(Actions to take):
**1)** In the passage below on Australia's anti-smoking campaign, why does it say accurate estimates of such campaigns' efficiency are likely to be important? Answer in one to three sentences.
**2)** According to the passage below on Australia's anti-smoking campaign, about how much did phase one of the National Tobacco Campaign cost?
**3)** Continue the passage below on Australia's anti-smoking campaign from its last sentence.

(Passage to read):
»»
In order to meet their treaty commitments, countries that have become party to the Framework Convention on Tobacco Control will therefore need to implement, or continue to support, mass-media anti-smoking campaigns, Accurate estimates of the efficiency of such campaigns are likely to be important in this context, as cost-effectiveness analyses of health care, health promotion and disease prevention programmes increasingly contribute to funding decisions and resource allocation.33 Our finding that an Australian mass-media anti-smoking programme was unequivocally cost-effective should assist tobacco control advocates worldwide to secure funding for similar, ongoing programmes.
What this paper adds
The Australian National Tobacco Campaign (NTC) commenced in 1997 with an intensive mass media anti-smoking advertising campaign and coordinated support services for quitters. Phase one, between June and November 1997, cost around $A9 million. A previous analysis grossly underestimated its cost-effectiveness, as benefits were assessed in only one future hypothetical year.
««
(Given information):
»»
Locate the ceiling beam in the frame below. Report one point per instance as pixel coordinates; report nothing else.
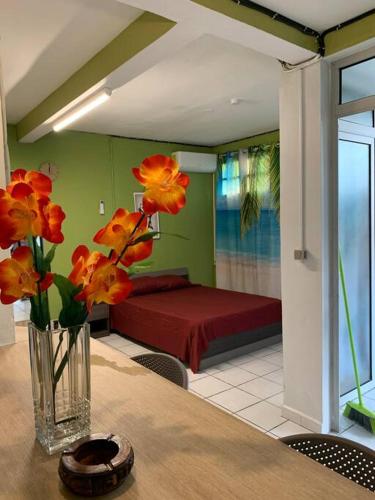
(104, 69)
(360, 31)
(230, 21)
(156, 35)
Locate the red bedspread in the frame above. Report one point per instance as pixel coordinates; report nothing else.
(182, 322)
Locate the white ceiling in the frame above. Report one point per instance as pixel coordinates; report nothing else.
(43, 42)
(186, 98)
(319, 14)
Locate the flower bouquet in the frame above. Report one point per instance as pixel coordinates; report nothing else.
(60, 357)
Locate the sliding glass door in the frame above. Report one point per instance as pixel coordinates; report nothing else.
(355, 211)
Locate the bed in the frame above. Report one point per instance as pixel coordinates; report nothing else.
(199, 325)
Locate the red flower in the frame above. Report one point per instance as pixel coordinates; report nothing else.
(120, 231)
(101, 280)
(18, 277)
(23, 215)
(29, 182)
(164, 185)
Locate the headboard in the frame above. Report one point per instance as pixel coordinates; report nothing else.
(179, 271)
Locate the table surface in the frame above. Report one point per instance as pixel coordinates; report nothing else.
(184, 447)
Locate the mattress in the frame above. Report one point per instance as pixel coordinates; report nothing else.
(183, 321)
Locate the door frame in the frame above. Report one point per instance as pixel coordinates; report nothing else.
(339, 111)
(357, 137)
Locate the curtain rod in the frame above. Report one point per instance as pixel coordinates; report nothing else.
(319, 36)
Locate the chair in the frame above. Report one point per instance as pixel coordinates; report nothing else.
(350, 459)
(166, 366)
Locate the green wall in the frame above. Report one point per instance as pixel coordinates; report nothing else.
(96, 167)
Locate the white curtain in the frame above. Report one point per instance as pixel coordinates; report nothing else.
(247, 240)
(7, 333)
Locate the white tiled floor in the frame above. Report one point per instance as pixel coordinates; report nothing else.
(250, 387)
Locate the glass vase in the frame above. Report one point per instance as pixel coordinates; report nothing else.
(60, 372)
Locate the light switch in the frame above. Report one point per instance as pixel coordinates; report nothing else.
(101, 207)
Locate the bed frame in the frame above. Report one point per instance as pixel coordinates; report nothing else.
(225, 348)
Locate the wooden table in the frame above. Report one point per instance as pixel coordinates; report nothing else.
(184, 447)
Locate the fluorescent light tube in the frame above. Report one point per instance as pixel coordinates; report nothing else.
(82, 109)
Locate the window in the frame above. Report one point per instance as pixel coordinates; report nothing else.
(230, 175)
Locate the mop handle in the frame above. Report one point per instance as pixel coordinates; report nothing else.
(349, 323)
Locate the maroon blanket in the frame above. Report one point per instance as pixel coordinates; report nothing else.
(182, 322)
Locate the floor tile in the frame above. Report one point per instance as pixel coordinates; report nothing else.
(239, 360)
(277, 400)
(235, 376)
(261, 388)
(277, 347)
(263, 414)
(261, 353)
(259, 366)
(277, 376)
(208, 386)
(276, 358)
(271, 435)
(220, 407)
(289, 428)
(234, 399)
(195, 376)
(217, 368)
(360, 435)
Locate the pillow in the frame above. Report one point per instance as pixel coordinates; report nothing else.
(153, 284)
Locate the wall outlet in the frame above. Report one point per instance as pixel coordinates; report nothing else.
(300, 254)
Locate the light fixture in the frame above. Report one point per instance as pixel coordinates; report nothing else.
(82, 109)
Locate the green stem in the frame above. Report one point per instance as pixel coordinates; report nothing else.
(128, 244)
(350, 330)
(36, 266)
(73, 332)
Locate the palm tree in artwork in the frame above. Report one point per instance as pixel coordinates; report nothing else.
(263, 175)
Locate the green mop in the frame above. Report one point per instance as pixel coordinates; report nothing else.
(355, 411)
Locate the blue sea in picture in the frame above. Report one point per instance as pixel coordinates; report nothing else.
(262, 242)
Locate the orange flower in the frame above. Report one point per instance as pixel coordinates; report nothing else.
(18, 277)
(28, 182)
(21, 216)
(53, 217)
(120, 231)
(164, 185)
(101, 280)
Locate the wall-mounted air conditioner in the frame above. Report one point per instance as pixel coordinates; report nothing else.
(204, 163)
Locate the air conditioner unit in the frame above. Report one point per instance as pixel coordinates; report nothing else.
(204, 163)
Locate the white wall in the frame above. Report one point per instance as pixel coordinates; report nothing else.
(6, 312)
(304, 283)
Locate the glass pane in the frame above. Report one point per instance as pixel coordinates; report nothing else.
(354, 241)
(358, 81)
(366, 118)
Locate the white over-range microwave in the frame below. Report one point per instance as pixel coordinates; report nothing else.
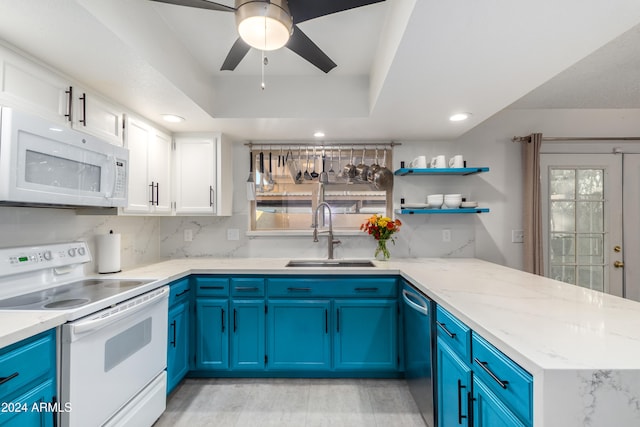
(45, 163)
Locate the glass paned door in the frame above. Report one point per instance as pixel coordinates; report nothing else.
(582, 207)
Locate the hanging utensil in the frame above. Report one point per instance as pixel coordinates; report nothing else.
(307, 175)
(314, 174)
(324, 176)
(251, 184)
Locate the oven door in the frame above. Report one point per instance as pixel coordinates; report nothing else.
(111, 357)
(46, 163)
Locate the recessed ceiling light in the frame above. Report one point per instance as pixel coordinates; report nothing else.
(172, 118)
(459, 117)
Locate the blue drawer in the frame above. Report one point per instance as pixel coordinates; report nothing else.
(27, 361)
(179, 291)
(247, 287)
(332, 287)
(212, 286)
(455, 333)
(512, 384)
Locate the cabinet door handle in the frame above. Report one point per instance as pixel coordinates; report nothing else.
(235, 320)
(446, 331)
(173, 342)
(501, 383)
(69, 93)
(460, 416)
(182, 293)
(10, 377)
(83, 98)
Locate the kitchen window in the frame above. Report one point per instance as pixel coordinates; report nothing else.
(292, 180)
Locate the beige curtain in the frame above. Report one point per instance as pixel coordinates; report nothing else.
(532, 211)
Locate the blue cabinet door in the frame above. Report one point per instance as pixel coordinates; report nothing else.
(177, 345)
(454, 385)
(299, 335)
(365, 335)
(489, 411)
(247, 334)
(212, 334)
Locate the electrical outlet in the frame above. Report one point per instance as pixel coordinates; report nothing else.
(233, 234)
(517, 236)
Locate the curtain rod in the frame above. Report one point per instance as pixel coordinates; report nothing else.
(576, 138)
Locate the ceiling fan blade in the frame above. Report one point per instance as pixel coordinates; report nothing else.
(236, 54)
(303, 46)
(304, 10)
(200, 4)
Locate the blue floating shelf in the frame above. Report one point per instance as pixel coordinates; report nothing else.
(440, 211)
(440, 171)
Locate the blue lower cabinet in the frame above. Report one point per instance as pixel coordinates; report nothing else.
(489, 411)
(177, 344)
(365, 335)
(212, 334)
(299, 335)
(454, 387)
(247, 334)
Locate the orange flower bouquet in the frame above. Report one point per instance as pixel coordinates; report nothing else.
(382, 229)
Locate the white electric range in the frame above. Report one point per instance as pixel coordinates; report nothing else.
(112, 350)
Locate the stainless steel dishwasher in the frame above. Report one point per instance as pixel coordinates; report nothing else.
(418, 345)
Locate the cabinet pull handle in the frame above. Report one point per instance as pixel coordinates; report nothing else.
(173, 342)
(446, 331)
(83, 98)
(501, 383)
(235, 320)
(69, 114)
(326, 321)
(460, 416)
(10, 377)
(151, 186)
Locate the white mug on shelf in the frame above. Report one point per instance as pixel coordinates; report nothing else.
(438, 161)
(456, 161)
(419, 162)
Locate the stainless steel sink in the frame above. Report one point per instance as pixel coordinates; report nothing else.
(330, 263)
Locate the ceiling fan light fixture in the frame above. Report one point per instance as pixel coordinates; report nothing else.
(264, 25)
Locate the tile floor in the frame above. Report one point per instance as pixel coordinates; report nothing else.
(291, 402)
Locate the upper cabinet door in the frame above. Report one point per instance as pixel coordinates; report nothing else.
(195, 185)
(94, 115)
(29, 86)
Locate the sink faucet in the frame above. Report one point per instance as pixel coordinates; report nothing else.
(331, 241)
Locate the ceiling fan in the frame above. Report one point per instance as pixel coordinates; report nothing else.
(272, 24)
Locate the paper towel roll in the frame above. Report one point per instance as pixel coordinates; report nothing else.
(108, 253)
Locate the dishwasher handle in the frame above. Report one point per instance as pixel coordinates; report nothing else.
(122, 310)
(415, 302)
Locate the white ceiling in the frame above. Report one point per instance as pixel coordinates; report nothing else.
(403, 65)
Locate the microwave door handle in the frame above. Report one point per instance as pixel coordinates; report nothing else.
(93, 324)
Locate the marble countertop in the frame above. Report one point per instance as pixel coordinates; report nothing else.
(540, 323)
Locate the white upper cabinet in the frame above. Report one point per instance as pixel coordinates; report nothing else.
(149, 169)
(34, 88)
(203, 181)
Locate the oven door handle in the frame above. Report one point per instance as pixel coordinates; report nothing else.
(113, 316)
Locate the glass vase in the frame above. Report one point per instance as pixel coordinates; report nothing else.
(382, 252)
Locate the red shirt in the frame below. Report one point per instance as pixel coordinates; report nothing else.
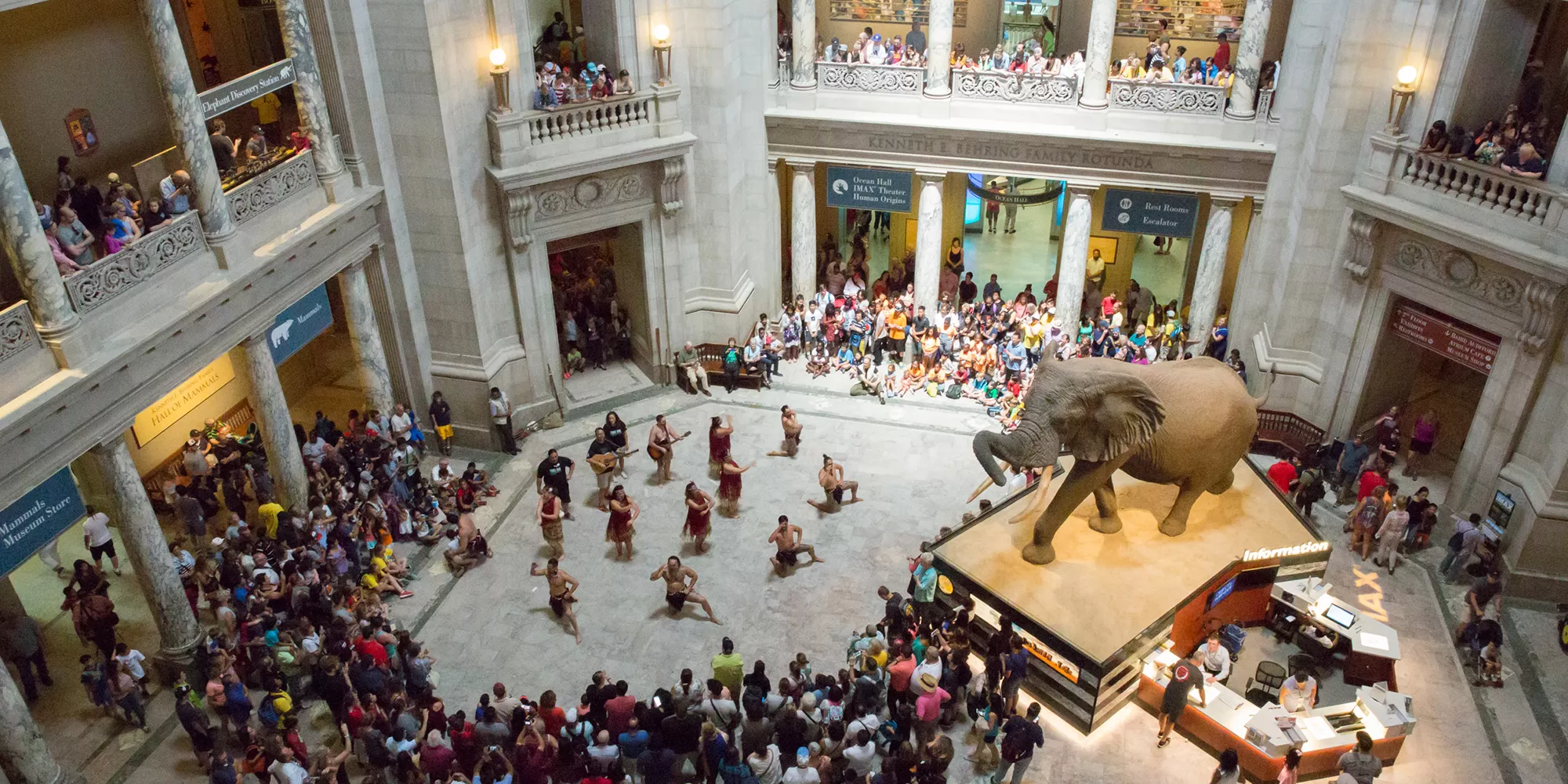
(619, 714)
(1370, 482)
(1282, 474)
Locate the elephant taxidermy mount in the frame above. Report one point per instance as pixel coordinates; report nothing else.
(1185, 423)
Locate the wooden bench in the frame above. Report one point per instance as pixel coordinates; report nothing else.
(1287, 435)
(713, 358)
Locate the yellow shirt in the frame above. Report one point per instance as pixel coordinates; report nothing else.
(270, 514)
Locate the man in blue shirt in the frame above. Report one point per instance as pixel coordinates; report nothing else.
(176, 191)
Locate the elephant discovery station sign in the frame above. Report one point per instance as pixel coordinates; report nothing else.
(882, 191)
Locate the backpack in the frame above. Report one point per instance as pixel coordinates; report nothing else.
(1015, 746)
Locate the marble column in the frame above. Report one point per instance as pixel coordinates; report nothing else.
(1249, 60)
(186, 118)
(929, 242)
(775, 255)
(24, 755)
(804, 32)
(366, 336)
(314, 120)
(940, 51)
(1097, 56)
(150, 554)
(27, 250)
(272, 408)
(804, 228)
(1075, 255)
(1211, 272)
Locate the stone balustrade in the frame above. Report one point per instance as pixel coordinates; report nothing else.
(270, 189)
(137, 263)
(587, 120)
(1018, 89)
(1169, 98)
(858, 78)
(1487, 187)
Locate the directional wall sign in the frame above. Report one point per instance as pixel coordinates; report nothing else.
(1149, 212)
(300, 324)
(869, 189)
(37, 518)
(247, 89)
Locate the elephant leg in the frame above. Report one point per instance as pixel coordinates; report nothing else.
(1175, 523)
(1106, 504)
(1084, 479)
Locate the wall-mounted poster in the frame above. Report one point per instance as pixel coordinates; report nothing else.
(893, 12)
(84, 137)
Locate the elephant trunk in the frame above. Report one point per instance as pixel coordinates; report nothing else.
(1029, 446)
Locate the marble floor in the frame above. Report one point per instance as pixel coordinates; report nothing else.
(913, 463)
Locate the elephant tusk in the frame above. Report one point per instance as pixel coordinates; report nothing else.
(982, 488)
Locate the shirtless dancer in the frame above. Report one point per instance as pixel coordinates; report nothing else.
(551, 523)
(680, 592)
(793, 429)
(562, 590)
(788, 540)
(833, 488)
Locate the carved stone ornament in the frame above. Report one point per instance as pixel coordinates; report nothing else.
(520, 203)
(1541, 314)
(589, 194)
(1461, 272)
(1360, 245)
(670, 191)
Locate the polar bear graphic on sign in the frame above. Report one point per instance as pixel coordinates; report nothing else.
(281, 333)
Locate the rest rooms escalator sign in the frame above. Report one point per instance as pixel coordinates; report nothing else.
(37, 518)
(1149, 212)
(869, 189)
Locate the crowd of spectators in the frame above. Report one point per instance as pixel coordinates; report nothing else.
(1519, 145)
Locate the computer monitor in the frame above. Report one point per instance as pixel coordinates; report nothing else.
(1341, 617)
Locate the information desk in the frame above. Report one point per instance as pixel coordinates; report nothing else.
(1261, 736)
(1373, 645)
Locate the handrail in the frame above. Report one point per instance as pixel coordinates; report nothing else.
(1169, 96)
(272, 187)
(18, 333)
(137, 263)
(1476, 184)
(1020, 89)
(595, 117)
(863, 78)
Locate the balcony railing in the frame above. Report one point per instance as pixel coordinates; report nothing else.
(1484, 186)
(898, 81)
(1018, 89)
(274, 187)
(18, 335)
(1169, 98)
(586, 120)
(137, 263)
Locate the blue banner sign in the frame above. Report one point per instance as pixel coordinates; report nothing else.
(37, 518)
(869, 189)
(1150, 212)
(300, 324)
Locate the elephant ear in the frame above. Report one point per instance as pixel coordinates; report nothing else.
(1106, 415)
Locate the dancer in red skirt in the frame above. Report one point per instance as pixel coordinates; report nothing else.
(700, 512)
(730, 487)
(719, 446)
(620, 529)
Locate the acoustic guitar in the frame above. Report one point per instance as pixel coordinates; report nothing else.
(658, 452)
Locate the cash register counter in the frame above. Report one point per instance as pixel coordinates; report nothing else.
(1261, 736)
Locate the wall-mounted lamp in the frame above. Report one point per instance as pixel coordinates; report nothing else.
(662, 54)
(499, 76)
(1404, 87)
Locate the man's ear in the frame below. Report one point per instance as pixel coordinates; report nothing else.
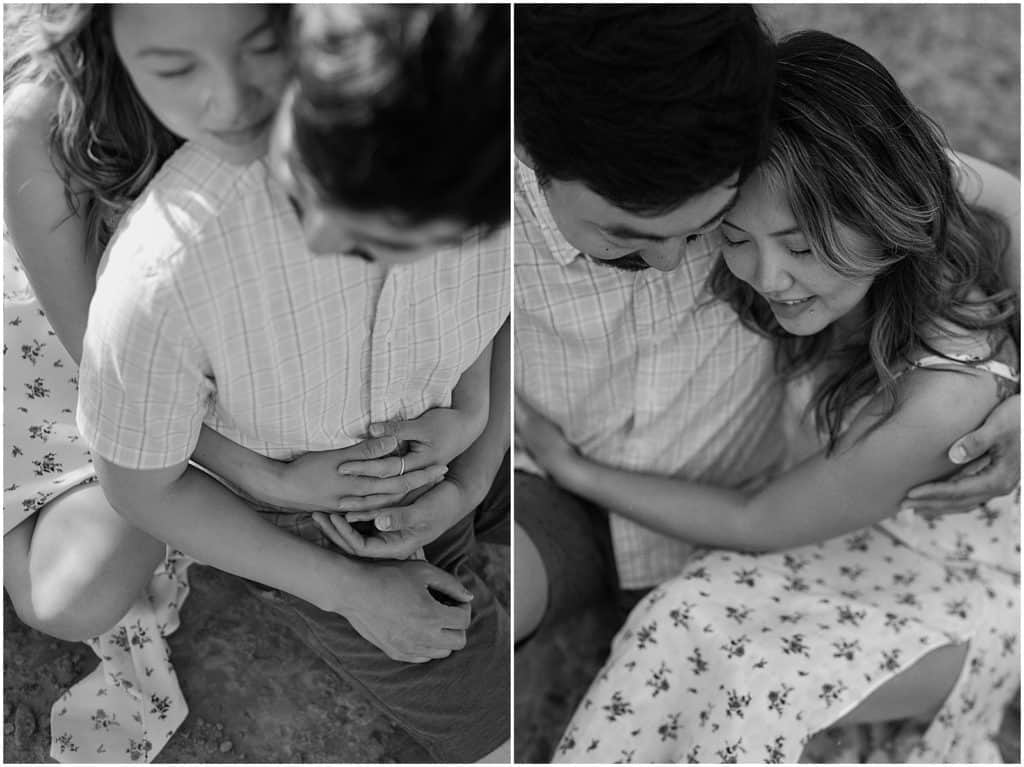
(523, 157)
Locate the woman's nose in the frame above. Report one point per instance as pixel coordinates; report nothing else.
(230, 98)
(666, 256)
(772, 275)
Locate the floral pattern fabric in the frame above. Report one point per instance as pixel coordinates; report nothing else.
(742, 657)
(128, 708)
««
(Responses):
**1)** Cost-effectiveness analyses of health care, health promotion and disease prevention programs increasingly contribute to funding decisions and resource allocation. Accurate efficiency estimates therefore matter for countries that must implement or support mass-media anti-smoking campaigns under the Framework Convention on Tobacco Control.

**2)** Around $A9 million.

**3)**
This analysis assessed the cost-effectiveness of the NTC over the subsequent lifetime of quitters (censored at age 85 years) using a Markov simulation model. Outcomes included gains in quality-adjusted life-years (QALYs) and healthcare cost savings consequential to the reduced incidence of the four most common smoking-associated diseases—myocardial infarction, stroke, lung cancer and chronic obstructive pulmonary disease.
Over the remaining lifetime of the 190 000 quitters, the model predicted that there would be 55 000 fewer deaths as a consequence of quitting, and a gain of over 400 000 QALYs. Healthcare cost savings of around $A740 million (discounted at 3% per year) were predicted. The NTC was therefore both cost saving and effective. The predicted benefits were 30-fold to 100-fold greater than previously estimated
Countries that are party to the World Health Organization Framework Convention on Tobacco Control have committed to implement public awareness programmes on the health risks of smoking. This analysis should help them secure funding for such programmes.
Competing interests: None.
Funding: This project was supported by a grant from the Cancer Council Victoria, through funding from the Victorian Health Promotion Foundation. The funding body had no role in the design and conduct of the study, in the collection, analysis and interpretation of the data, or in the preparation, review or approval of the manuscript.